### EXCERPTED PASSAGE:
I first encountered Peter Mulvey at the 2003 Green River Festival, where he appeared as part of lo-fi folk covergroup Redbird along with folk blues artist Jeffrey Foucault and his recent bride, the full-voiced Kris Delmhorst. Though at the time I was more impressed with the others, it is Mulvey’s interpretations I keep coming back to — though Delmhort’s work is sweet simplicity, and Foucault can play the blues like nobody’s business, it is Mulvey who has the versatility of the true cover artist, and the knack of bringing new meaning to a wide breadth of song.

Peter Mulvey fans speak mostly of his songwriting and guitarplay, which play off the similar strings but equally defined style of his constant sideman and collaborator David “Goody” Goodrich to create a rich slackstring sound; Mulvey’s voice falls more into the Tom Waits and Dylan camps, full of feeling but hardly melodic. As a member of Redbird, this lends a rough edge to harmonies. As a solo cover artist, though, the spare voice recasts lyrics powerfully.

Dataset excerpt
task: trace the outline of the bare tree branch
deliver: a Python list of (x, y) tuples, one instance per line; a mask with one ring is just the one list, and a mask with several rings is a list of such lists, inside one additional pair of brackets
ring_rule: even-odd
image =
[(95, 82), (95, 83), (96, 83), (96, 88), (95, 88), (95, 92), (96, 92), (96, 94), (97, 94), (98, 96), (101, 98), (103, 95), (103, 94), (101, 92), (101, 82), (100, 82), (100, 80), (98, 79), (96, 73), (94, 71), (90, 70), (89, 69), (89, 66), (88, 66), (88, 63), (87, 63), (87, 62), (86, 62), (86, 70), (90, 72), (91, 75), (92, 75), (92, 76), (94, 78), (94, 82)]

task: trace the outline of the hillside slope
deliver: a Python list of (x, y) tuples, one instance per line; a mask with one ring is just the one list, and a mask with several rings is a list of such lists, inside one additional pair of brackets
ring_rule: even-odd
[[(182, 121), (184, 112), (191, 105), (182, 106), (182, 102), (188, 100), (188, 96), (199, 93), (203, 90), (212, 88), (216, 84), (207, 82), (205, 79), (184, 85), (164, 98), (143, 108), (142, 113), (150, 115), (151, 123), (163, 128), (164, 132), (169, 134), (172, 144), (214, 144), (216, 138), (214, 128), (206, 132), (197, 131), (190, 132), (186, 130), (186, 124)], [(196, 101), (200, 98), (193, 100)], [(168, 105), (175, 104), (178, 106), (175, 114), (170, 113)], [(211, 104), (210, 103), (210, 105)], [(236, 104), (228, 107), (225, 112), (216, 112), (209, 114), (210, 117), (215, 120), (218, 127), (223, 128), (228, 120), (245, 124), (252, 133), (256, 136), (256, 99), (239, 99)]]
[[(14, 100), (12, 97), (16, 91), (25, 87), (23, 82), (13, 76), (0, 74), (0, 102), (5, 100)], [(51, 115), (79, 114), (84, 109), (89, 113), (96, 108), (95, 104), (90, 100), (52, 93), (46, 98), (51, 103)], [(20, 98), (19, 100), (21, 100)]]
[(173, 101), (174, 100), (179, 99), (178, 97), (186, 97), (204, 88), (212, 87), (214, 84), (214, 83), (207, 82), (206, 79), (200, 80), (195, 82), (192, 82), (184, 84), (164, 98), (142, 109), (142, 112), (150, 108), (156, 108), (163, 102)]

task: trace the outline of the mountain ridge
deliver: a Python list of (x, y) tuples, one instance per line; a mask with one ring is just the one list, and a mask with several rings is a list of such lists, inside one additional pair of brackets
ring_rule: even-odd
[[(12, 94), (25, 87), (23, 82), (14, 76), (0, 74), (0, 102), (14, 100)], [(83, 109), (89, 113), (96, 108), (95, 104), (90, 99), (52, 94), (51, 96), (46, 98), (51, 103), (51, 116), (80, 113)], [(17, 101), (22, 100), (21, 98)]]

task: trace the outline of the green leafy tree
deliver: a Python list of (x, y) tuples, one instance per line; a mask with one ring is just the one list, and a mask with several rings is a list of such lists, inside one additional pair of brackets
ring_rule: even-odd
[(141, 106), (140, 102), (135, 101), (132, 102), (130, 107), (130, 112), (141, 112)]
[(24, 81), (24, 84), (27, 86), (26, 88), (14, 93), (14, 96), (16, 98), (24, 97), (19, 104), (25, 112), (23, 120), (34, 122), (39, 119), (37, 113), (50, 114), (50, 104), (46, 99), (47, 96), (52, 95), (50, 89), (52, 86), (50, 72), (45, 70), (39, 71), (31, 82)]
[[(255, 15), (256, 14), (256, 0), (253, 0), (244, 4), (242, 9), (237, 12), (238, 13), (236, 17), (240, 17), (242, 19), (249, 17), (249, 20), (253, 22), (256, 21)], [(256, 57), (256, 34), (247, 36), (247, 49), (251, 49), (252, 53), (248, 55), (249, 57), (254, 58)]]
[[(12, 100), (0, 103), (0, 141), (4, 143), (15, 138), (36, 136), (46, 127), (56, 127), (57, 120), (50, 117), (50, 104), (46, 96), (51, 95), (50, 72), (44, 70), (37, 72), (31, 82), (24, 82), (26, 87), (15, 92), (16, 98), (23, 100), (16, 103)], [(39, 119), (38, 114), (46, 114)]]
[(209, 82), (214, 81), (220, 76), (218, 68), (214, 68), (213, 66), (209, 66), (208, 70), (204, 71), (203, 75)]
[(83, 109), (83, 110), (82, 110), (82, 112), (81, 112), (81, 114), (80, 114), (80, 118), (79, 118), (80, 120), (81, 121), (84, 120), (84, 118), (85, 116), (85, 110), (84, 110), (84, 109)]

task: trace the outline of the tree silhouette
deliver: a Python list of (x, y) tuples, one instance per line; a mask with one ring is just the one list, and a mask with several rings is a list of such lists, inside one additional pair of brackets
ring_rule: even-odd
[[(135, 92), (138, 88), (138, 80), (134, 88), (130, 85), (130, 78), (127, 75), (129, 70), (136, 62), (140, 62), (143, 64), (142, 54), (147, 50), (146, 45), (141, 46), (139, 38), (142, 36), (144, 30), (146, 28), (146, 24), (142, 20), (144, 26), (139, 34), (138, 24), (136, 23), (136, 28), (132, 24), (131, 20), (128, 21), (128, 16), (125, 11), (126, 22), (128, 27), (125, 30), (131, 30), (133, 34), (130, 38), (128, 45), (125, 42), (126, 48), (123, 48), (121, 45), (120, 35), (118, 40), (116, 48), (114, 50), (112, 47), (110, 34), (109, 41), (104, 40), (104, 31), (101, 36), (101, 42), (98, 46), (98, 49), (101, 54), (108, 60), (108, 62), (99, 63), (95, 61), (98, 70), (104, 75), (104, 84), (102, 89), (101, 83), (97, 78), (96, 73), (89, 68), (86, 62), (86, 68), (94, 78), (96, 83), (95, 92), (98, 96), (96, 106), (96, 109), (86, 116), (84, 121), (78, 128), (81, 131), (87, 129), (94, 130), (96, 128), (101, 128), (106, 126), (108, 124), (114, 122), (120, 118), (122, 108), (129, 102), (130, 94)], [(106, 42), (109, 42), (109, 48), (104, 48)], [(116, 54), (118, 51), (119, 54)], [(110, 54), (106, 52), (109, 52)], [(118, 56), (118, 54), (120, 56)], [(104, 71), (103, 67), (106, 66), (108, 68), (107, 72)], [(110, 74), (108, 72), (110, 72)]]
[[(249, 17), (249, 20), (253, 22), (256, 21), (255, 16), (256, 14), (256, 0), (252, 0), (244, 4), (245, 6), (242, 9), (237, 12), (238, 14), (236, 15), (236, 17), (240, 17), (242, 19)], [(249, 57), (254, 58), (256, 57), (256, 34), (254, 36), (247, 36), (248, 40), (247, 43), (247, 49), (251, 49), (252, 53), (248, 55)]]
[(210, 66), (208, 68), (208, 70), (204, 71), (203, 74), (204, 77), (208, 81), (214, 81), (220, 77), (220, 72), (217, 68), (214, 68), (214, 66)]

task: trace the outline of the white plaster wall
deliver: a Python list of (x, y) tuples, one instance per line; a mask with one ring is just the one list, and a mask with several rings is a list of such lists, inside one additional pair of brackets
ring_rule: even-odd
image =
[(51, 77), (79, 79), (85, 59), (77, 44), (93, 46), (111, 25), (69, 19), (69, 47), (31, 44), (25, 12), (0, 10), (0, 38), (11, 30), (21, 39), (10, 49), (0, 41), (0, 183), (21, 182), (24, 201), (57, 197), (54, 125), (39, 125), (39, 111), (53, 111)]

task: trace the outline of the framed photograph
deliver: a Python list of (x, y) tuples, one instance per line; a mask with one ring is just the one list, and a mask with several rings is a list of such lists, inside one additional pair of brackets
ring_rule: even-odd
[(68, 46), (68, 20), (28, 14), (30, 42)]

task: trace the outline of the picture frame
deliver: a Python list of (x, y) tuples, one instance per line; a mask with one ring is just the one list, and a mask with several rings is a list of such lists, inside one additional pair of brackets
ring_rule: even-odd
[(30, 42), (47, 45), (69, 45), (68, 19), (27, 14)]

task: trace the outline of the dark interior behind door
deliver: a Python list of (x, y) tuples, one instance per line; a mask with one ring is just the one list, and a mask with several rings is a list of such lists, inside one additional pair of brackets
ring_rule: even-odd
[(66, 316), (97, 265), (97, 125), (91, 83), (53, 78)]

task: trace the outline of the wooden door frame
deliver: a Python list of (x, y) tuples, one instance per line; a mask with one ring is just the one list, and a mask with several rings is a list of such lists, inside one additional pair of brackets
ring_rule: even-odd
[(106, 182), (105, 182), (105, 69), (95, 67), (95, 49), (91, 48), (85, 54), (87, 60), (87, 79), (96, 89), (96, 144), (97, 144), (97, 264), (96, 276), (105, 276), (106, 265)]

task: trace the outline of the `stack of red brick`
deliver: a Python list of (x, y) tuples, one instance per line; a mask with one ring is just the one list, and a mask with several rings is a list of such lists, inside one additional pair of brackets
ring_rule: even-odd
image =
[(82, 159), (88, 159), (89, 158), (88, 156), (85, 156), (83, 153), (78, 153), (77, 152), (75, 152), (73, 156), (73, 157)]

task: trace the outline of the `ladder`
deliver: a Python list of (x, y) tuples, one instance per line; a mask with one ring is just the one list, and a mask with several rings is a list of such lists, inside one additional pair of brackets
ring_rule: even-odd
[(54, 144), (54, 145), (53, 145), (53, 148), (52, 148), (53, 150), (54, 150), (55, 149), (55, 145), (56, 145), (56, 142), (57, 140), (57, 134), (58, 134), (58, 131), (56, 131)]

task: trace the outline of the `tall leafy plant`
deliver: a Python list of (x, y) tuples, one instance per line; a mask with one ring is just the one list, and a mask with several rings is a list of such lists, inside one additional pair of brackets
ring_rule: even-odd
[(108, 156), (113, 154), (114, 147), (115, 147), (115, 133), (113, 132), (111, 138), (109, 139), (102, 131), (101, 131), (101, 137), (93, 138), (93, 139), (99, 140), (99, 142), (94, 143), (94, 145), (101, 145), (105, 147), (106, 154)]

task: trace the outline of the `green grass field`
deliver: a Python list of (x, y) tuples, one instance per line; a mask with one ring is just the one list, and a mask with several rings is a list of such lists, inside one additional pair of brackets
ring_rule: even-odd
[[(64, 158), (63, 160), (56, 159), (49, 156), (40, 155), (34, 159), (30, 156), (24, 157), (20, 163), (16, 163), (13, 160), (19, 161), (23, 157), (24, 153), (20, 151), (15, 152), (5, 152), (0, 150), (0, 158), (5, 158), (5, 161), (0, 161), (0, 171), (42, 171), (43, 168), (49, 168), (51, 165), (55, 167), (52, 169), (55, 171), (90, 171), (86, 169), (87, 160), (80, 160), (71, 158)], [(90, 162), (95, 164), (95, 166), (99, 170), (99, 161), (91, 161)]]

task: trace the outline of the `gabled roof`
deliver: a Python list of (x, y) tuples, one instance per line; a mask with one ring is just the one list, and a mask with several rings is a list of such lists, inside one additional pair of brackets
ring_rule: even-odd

### INSTRUCTIONS:
**a)** Print the Peter Mulvey passage word for word, everything from "I first encountered" down to "breadth of song.".
**b)** Answer these questions from the Peter Mulvey passage:
(i) At which event did the writer first encounter Peter Mulvey?
(ii) Who is named as Mulvey's constant sideman and collaborator?
(iii) Mulvey's voice falls into the camps of which two artists?

### SOLUTIONS BY TASK:
**a)**
I first encountered Peter Mulvey at the 2003 Green River Festival, where he appeared as part of lo-fi folk covergroup Redbird along with folk blues artist Jeffrey Foucault and his recent bride, the full-voiced Kris Delmhorst. Though at the time I was more impressed with the others, it is Mulvey’s interpretations I keep coming back to — though Delmhort’s work is sweet simplicity, and Foucault can play the blues like nobody’s business, it is Mulvey who has the versatility of the true cover artist, and the knack of bringing new meaning to a wide breadth of song.

**b)**
(i) The 2003 Green River Festival.
(ii) David "Goody" Goodrich.
(iii) Tom Waits and Dylan.